• TEXTE EXTRAIT:
----------

Édito du 7 juillet 2025
Réinstituer le Palais de la Découverte : un enjeu politique majeur
Le sort du Palais de la Découverte cristallise aujourd’hui la confrontation entre deux visions de la cité. D’un côté, la capture croissante des lieux publics par les magnats du luxe et leurs alliés, prompts à transformer le front de Seine en vitrine marchande et à siphonner, au passage, les 44 millions d’euros qui devraient revenir aux sciences. De l’autre, la communauté académique, forte d’un sursaut collectif initié par Stand Up for Science, qui refuse de voir se réduire encore l’espace du débat savant.
À l’attaque frontale de Mme Dati, porte-voix des intérêts de la Place Vendôme, répond la manœuvre plus feutrée de M. Baptiste : rêver tout haut d’un « Palais de l’IA » pour mieux faire passer, à la rentrée, une loi de privatisation massive de l’Université. Dans les coulisses, investisseurs de la Silicon Valley et VRP de l’« innovation » française se frottent déjà les mains.

----------

• DONNÉES CI-DESSOUS:
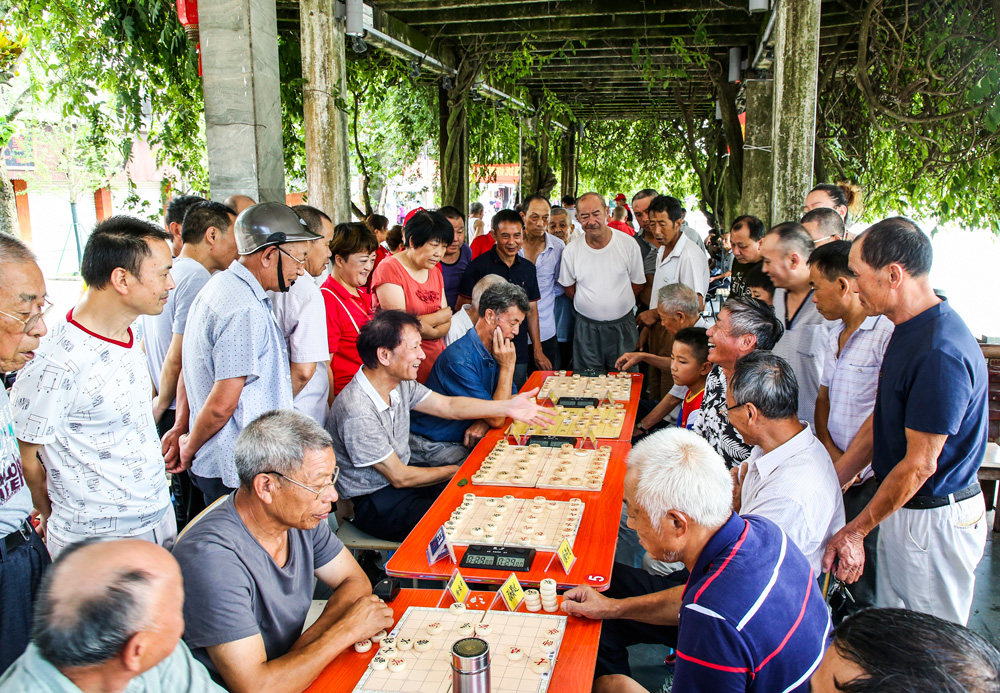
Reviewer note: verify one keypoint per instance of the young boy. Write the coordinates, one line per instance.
(760, 285)
(689, 366)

----------

• TRAVAIL DEMANDÉ:
Recopiez le passage de l'éditorial sur le Palais de la Découverte qui va de « Édito du 7 juillet » à « du débat savant. ». Ces données proviennent d'une autre source.

• EXERCICE CORRIGÉ:
Édito du 7 juillet 2025
Réinstituer le Palais de la Découverte : un enjeu politique majeur
Le sort du Palais de la Découverte cristallise aujourd’hui la confrontation entre deux visions de la cité. D’un côté, la capture croissante des lieux publics par les magnats du luxe et leurs alliés, prompts à transformer le front de Seine en vitrine marchande et à siphonner, au passage, les 44 millions d’euros qui devraient revenir aux sciences. De l’autre, la communauté académique, forte d’un sursaut collectif initié par Stand Up for Science, qui refuse de voir se réduire encore l’espace du débat savant.